▶ _TASK PROMPT_
Write every record out again exactly, and keep images out of it.

▶ _INPUT RECORDS_

Content starts

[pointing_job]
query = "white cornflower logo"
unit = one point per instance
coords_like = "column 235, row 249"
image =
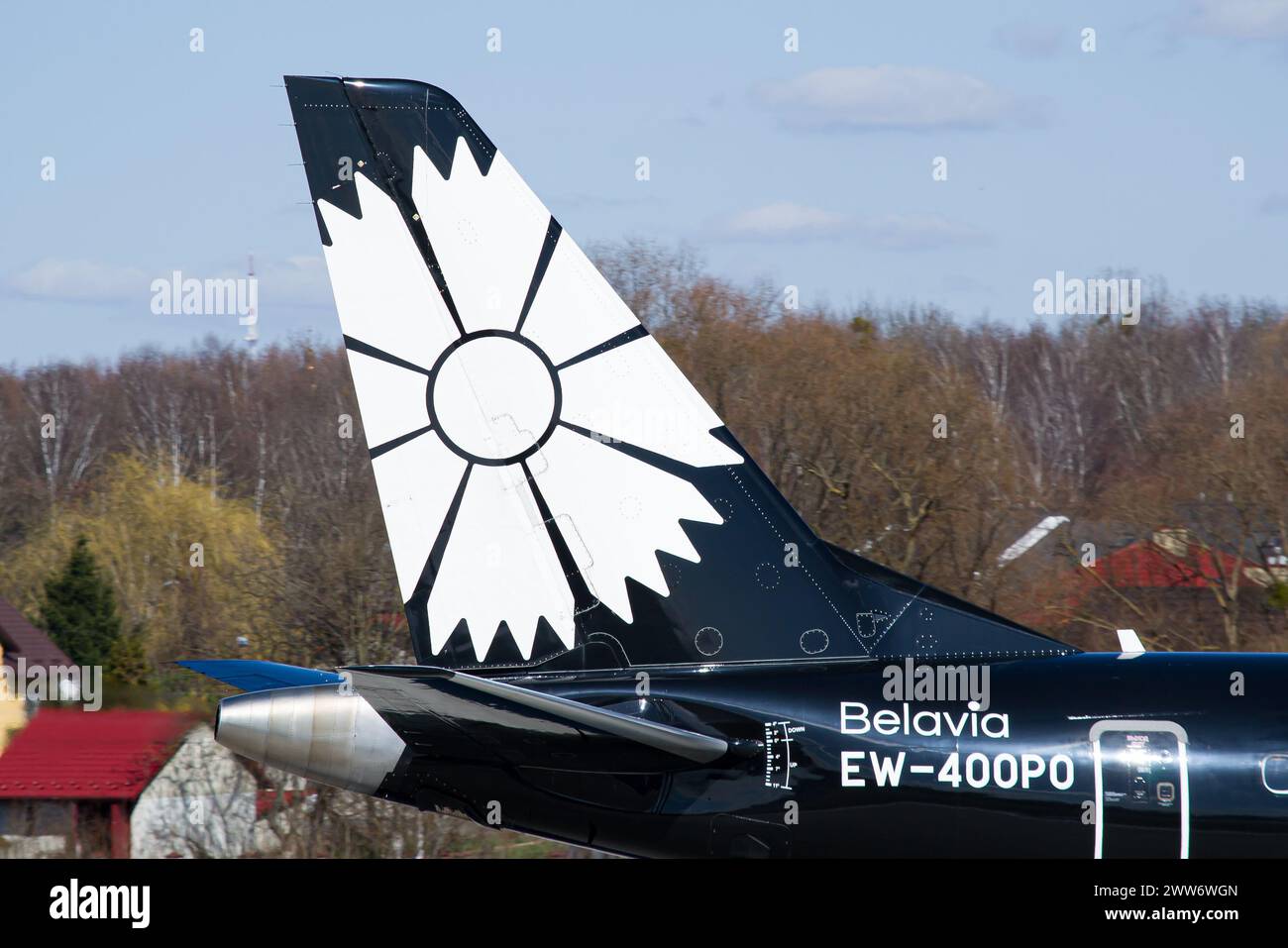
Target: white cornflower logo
column 528, row 412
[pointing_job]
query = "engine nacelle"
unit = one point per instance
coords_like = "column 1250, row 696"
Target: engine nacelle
column 316, row 732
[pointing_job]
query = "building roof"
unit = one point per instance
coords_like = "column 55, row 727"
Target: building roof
column 1146, row 565
column 20, row 639
column 67, row 754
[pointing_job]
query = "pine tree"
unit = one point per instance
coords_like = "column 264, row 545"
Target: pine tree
column 78, row 609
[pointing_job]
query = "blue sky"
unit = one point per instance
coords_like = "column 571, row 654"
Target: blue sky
column 809, row 167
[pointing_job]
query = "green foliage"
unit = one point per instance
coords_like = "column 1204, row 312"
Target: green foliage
column 78, row 609
column 128, row 664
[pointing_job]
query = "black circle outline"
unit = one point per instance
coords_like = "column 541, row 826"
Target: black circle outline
column 554, row 416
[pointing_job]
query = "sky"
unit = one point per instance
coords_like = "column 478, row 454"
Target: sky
column 810, row 167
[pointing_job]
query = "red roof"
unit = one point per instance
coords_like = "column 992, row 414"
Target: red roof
column 1145, row 565
column 21, row 639
column 80, row 755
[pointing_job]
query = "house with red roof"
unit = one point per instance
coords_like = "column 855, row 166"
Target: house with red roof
column 22, row 647
column 123, row 784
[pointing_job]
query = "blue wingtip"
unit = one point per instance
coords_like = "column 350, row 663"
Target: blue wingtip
column 253, row 675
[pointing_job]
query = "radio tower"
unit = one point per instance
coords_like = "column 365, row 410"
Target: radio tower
column 252, row 318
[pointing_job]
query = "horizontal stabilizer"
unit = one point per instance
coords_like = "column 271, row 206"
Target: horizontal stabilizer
column 559, row 730
column 250, row 675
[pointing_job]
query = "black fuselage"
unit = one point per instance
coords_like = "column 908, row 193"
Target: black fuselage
column 1172, row 754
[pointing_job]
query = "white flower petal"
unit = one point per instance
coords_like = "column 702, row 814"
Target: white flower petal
column 498, row 566
column 382, row 288
column 621, row 510
column 485, row 231
column 417, row 481
column 575, row 308
column 391, row 398
column 634, row 393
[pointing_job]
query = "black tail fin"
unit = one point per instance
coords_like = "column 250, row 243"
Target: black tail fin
column 555, row 491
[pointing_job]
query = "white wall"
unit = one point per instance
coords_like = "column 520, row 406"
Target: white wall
column 201, row 804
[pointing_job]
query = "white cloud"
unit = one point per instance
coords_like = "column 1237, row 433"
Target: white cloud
column 295, row 279
column 80, row 281
column 1033, row 40
column 793, row 222
column 785, row 220
column 1240, row 20
column 893, row 97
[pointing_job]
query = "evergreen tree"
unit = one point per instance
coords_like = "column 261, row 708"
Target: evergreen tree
column 78, row 609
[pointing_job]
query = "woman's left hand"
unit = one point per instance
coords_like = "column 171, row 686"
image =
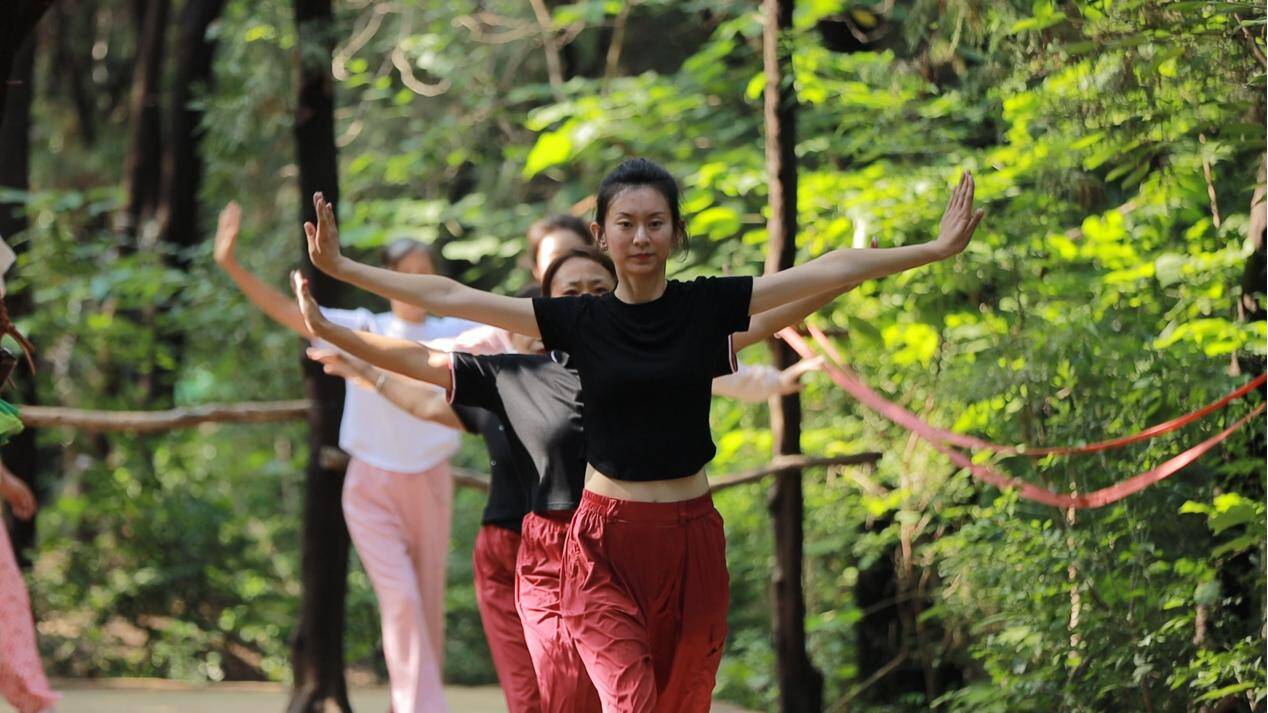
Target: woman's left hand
column 959, row 221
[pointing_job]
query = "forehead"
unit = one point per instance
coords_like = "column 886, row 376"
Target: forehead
column 415, row 261
column 562, row 236
column 639, row 201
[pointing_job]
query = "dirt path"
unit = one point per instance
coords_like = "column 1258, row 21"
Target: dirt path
column 156, row 695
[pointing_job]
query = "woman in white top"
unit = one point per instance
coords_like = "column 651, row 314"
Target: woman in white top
column 398, row 491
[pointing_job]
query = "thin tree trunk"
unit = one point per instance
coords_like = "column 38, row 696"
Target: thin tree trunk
column 317, row 654
column 176, row 215
column 19, row 22
column 19, row 453
column 800, row 684
column 142, row 166
column 72, row 37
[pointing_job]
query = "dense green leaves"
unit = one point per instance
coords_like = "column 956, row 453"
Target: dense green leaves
column 1115, row 145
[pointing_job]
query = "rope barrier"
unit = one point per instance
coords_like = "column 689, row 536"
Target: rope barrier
column 838, row 373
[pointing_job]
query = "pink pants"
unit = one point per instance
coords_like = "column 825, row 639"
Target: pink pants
column 493, row 562
column 400, row 524
column 22, row 676
column 562, row 676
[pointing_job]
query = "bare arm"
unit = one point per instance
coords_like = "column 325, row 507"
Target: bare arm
column 438, row 294
column 414, row 397
column 401, row 355
column 837, row 270
column 18, row 495
column 269, row 300
column 763, row 325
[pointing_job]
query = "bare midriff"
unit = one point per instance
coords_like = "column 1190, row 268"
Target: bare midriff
column 672, row 490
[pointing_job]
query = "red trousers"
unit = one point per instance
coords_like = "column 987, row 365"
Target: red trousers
column 644, row 599
column 562, row 676
column 493, row 560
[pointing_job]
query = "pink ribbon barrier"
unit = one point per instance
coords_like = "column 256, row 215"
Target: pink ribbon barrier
column 942, row 439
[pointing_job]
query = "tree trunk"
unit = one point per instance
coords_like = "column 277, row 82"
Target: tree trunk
column 317, row 654
column 142, row 166
column 19, row 20
column 72, row 39
column 183, row 171
column 800, row 684
column 19, row 453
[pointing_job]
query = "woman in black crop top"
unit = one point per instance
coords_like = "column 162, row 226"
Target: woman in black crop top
column 644, row 584
column 538, row 397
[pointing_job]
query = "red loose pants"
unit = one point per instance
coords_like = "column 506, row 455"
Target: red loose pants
column 644, row 599
column 562, row 678
column 493, row 560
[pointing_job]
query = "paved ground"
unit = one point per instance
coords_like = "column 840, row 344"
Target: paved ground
column 154, row 695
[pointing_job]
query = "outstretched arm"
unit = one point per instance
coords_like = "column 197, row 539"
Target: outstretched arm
column 414, row 397
column 400, row 355
column 269, row 300
column 18, row 495
column 438, row 294
column 834, row 272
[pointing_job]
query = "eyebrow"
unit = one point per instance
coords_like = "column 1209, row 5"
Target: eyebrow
column 652, row 215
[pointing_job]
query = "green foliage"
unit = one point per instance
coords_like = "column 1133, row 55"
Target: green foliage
column 1098, row 297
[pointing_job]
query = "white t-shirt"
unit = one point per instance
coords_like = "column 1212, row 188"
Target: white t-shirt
column 373, row 429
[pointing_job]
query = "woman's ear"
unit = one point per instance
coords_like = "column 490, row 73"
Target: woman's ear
column 597, row 232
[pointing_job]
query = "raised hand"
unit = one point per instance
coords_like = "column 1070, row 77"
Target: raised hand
column 18, row 495
column 344, row 366
column 323, row 237
column 960, row 220
column 308, row 307
column 790, row 378
column 226, row 234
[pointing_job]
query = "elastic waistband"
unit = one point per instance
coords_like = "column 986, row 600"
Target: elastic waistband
column 550, row 519
column 637, row 511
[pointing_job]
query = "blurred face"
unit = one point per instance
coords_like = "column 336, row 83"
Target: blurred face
column 416, row 263
column 553, row 245
column 638, row 232
column 580, row 275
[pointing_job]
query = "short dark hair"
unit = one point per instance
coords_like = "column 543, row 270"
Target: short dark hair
column 401, row 248
column 553, row 222
column 585, row 253
column 634, row 173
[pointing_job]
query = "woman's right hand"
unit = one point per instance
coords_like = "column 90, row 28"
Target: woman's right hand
column 342, row 366
column 226, row 234
column 323, row 237
column 308, row 307
column 19, row 496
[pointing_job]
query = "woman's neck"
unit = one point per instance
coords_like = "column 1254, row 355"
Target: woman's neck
column 634, row 289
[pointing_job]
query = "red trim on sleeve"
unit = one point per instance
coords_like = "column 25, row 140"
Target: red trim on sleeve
column 453, row 381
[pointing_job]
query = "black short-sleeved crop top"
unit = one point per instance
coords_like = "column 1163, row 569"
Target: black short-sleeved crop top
column 647, row 371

Content ends

▶ _EXERCISE ANSWER_
[pointing_job]
query = "white cornflower logo"
unit = one point per instance
coords_like = "column 235, row 249"
image =
Target: white cornflower logo
column 528, row 412
[pointing_job]
query = "engine nacelle"
unit = one point per instance
coords_like = "column 1250, row 696"
Target: engine nacelle
column 316, row 732
[pointing_job]
query = "building roof"
unit = one point per instance
coords_like = "column 55, row 727"
Target: building roof
column 1146, row 565
column 20, row 639
column 67, row 754
[pointing_job]
query = "pine tree"
unit = one point per instance
coords_like = "column 264, row 545"
Target: pine tree
column 78, row 609
[pointing_job]
query = "blue sky"
unit = one point per instance
coords_like = "column 571, row 654"
Target: blue sky
column 809, row 167
[pointing_job]
query = "green foliage"
unit = one point per instance
coords_like = "column 1204, row 312"
Target: green foliage
column 78, row 609
column 128, row 664
[pointing_job]
query = "black circle outline"
unit = one point per instance
coords_like = "column 541, row 826"
Target: black circle outline
column 554, row 416
[pointing_job]
query = "sky"
unit = one point per instance
coords_like = "column 478, row 454"
Target: sky
column 810, row 167
[pointing_job]
query = "red roof"
unit = one point per instance
coords_like = "column 992, row 414"
Target: red roof
column 1145, row 565
column 21, row 639
column 80, row 755
[pointing_job]
query = "house with red roof"
unit = one point per instance
coords_like = "column 855, row 166"
Target: house with red roof
column 22, row 647
column 123, row 784
[pointing_job]
query = "blue wingtip"
unit = one point per instance
coords_like = "column 350, row 663"
Target: blue wingtip
column 253, row 675
[pointing_job]
query = "radio tower"
unit = one point per instance
coords_like = "column 365, row 410"
Target: radio tower
column 252, row 318
[pointing_job]
query = "horizontal stabilizer"
unit = one point per instance
coords_like = "column 271, row 206"
Target: horizontal stabilizer
column 559, row 730
column 250, row 675
[pointing_job]
query = "black fuselage"
unit = one point per instance
coords_like = "column 908, row 193"
Target: black fuselage
column 1172, row 754
[pointing_job]
query = "white flower petal"
unit = one point per instance
coords_like = "column 702, row 814"
Target: white flower petal
column 498, row 566
column 382, row 288
column 621, row 510
column 485, row 231
column 417, row 481
column 575, row 308
column 391, row 398
column 634, row 393
[pointing_job]
query = "black tail fin"
unit = one point per instance
coords_like = "column 250, row 243"
Target: black tail fin
column 555, row 491
[pointing_job]
query = "white wall"
unit = one point per instance
coords_like = "column 520, row 406"
Target: white wall
column 201, row 804
[pointing_job]
query = "white cloud"
unit = one point per instance
coords_like = "column 1237, row 433"
Target: white cloud
column 295, row 279
column 80, row 281
column 1033, row 40
column 793, row 222
column 785, row 220
column 1240, row 20
column 893, row 97
[pointing_job]
query = "evergreen tree"
unit = one point per instance
coords_like = "column 261, row 708"
Target: evergreen tree
column 78, row 609
[pointing_job]
query = "woman's left hand"
unit = one point per instance
coords_like = "column 171, row 686"
image =
Target: woman's left hand
column 959, row 221
[pointing_job]
query = "forehead"
unit = one point per instance
coords_like = "column 886, row 376"
Target: forehead
column 415, row 261
column 562, row 236
column 639, row 201
[pointing_job]
query = "dirt path"
unit = one point per instance
coords_like = "column 1258, row 21"
Target: dirt path
column 156, row 695
[pointing_job]
query = "woman in white top"
unit = one point per instance
coords_like = "column 651, row 314"
Target: woman in white top
column 398, row 491
[pointing_job]
query = "thin tree trunk"
unit = one point per instance
coords_like = "column 38, row 696"
Target: thin tree trunk
column 317, row 654
column 176, row 215
column 19, row 22
column 19, row 453
column 800, row 684
column 142, row 166
column 72, row 37
[pointing_job]
query = "dense green leaves"
unit = one point per instance
coords_like = "column 956, row 453"
Target: dense green leaves
column 1115, row 145
[pointing_job]
query = "rope barrier"
unit = one point per instance
coords_like = "column 689, row 536"
Target: rope barrier
column 838, row 373
[pointing_job]
query = "pink pants"
unit = one point per instance
coords_like = "column 825, row 639"
Target: pink pants
column 493, row 562
column 400, row 524
column 22, row 676
column 562, row 676
[pointing_job]
query = "bare arm"
unit = one point per instance
coords_like = "column 325, row 507"
Target: bare arm
column 438, row 294
column 414, row 397
column 401, row 355
column 837, row 270
column 18, row 495
column 269, row 300
column 763, row 325
[pointing_job]
query = "bare midriff"
unit = one point per instance
coords_like = "column 1190, row 268"
Target: bare midriff
column 672, row 490
[pointing_job]
query = "red trousers"
unit = one point per instance
coords_like = "column 987, row 365"
Target: red trousers
column 644, row 599
column 562, row 676
column 493, row 560
[pointing_job]
query = "pink ribbon barrier"
unit = one point per instance
coords_like = "column 256, row 215"
Target: pink ribbon barrier
column 942, row 439
[pointing_job]
query = "tree trunk"
unit = one point per instance
coords_like = "column 277, row 82"
Target: tree trunk
column 317, row 654
column 142, row 166
column 19, row 20
column 72, row 39
column 183, row 171
column 800, row 684
column 19, row 453
[pointing_job]
query = "woman in black crop top"
unit = one point per instance
coords_like = "column 162, row 226"
Target: woman in black crop top
column 644, row 584
column 538, row 397
[pointing_job]
query = "red loose pants"
unit = one point per instance
coords_like = "column 506, row 455"
Target: red loose pants
column 644, row 599
column 562, row 678
column 493, row 560
[pointing_job]
query = "paved ground"
unit = one point per instance
coords_like = "column 840, row 344"
Target: paved ground
column 154, row 695
[pointing_job]
query = "outstretched arm"
unit = one point per instance
coords_like = "column 197, row 539"
Target: outstretched arm
column 414, row 397
column 400, row 355
column 269, row 300
column 18, row 495
column 438, row 294
column 834, row 272
[pointing_job]
query = "eyebrow"
unit = one point per instance
coords_like = "column 1209, row 5"
Target: eyebrow
column 652, row 215
[pointing_job]
query = "green foliage"
unit = one point per instance
coords_like = "column 1133, row 55"
Target: green foliage
column 1098, row 297
[pointing_job]
query = "white t-shirt"
unit = one point per instance
coords_like = "column 1212, row 188"
Target: white t-shirt
column 373, row 429
[pointing_job]
query = "woman's ear"
unit = one point per instance
coords_like = "column 490, row 73"
Target: woman's ear
column 597, row 232
[pointing_job]
query = "raised hand"
unit = one point per instance
coords_like = "column 1070, row 77"
Target: raised hand
column 18, row 495
column 344, row 366
column 323, row 237
column 960, row 220
column 308, row 307
column 790, row 378
column 226, row 234
[pointing_job]
query = "elastic waistband"
unit = one point per instance
coords_like = "column 986, row 600"
Target: elastic waistband
column 550, row 519
column 637, row 511
[pointing_job]
query = "blurred face"
unit = one point per instance
coords_like = "column 336, row 83"
Target: blurred face
column 416, row 263
column 553, row 245
column 638, row 232
column 580, row 275
[pointing_job]
query = "short dark hair"
unit = one point per instance
coords_like = "column 543, row 270"
Target: short dark hair
column 401, row 248
column 553, row 222
column 585, row 253
column 634, row 173
[pointing_job]
query = "woman's right hand"
unit = one point per instance
coords_like = "column 90, row 28"
Target: woman's right hand
column 342, row 366
column 226, row 234
column 323, row 237
column 308, row 307
column 19, row 496
[pointing_job]
query = "woman's neck"
unit = one point per instance
coords_like = "column 1254, row 355"
Target: woman's neck
column 634, row 289
[pointing_job]
query = "red trim on sleeve"
unit = one point per instance
coords_like = "column 25, row 140"
Target: red trim on sleeve
column 453, row 381
[pointing_job]
query = "black short-sleeved crop top"
unit = one point per instance
coords_like = "column 1163, row 569"
Target: black short-sleeved crop top
column 647, row 371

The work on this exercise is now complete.